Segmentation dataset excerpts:
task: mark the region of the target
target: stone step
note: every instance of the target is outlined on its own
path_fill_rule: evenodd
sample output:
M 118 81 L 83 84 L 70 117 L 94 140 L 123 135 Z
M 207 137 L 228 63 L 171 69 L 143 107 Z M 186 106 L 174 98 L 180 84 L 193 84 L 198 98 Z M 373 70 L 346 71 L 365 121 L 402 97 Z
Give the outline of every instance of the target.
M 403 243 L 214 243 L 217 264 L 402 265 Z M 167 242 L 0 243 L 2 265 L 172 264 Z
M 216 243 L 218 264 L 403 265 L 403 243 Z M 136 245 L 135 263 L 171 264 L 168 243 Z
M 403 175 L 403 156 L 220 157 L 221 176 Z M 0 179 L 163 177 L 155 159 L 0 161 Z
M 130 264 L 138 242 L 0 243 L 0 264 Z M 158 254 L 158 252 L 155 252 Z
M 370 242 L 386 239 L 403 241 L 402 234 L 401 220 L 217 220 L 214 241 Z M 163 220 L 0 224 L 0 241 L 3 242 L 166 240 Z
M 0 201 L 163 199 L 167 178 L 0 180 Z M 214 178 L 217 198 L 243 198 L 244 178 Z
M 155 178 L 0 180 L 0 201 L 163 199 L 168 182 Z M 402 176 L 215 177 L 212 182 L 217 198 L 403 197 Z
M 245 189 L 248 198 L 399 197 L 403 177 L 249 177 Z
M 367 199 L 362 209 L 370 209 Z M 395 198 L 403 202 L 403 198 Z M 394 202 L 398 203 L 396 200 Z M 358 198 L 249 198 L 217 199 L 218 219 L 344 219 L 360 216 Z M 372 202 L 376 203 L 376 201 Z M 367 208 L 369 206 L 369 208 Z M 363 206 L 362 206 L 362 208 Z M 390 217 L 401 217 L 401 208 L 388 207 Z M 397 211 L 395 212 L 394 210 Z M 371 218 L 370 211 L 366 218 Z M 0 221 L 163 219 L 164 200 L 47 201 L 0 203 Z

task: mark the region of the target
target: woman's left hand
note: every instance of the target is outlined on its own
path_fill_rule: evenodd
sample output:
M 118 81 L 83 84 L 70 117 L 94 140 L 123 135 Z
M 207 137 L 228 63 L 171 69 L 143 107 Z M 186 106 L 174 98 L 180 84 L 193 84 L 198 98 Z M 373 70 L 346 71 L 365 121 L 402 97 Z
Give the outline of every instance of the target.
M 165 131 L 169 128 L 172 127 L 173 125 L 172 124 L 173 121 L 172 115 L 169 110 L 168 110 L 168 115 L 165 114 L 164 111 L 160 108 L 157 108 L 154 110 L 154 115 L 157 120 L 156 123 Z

_Goal of the exercise_:
Recast the material as a numbered list with blank lines omitted. Begin at its first line and stop after the line containing "M 130 264 L", including both of those lines.

_Solution for this exercise_:
1. task: mark the region of the target
2. target: stone step
3. note: every instance of the target is outlined on its own
4. path_fill_rule: evenodd
5. sample output:
6. M 118 81 L 83 84 L 70 117 L 94 140 L 123 135 Z
7. M 207 137 L 228 63 L 171 69 L 143 107 Z M 186 106 L 174 98 L 180 84 L 193 84 L 198 98 Z M 373 70 L 346 71 L 365 121 L 402 97 Z
8. Give the outline of every instance of the target.
9. M 403 243 L 214 243 L 217 264 L 402 265 Z M 167 242 L 0 243 L 2 265 L 172 264 Z
10. M 216 243 L 218 264 L 403 265 L 403 243 Z M 136 245 L 135 263 L 171 264 L 168 243 Z
11. M 403 175 L 403 156 L 220 157 L 221 176 Z M 0 179 L 163 177 L 155 159 L 0 161 Z
12. M 130 264 L 138 242 L 0 243 L 0 264 Z M 158 254 L 158 252 L 155 252 Z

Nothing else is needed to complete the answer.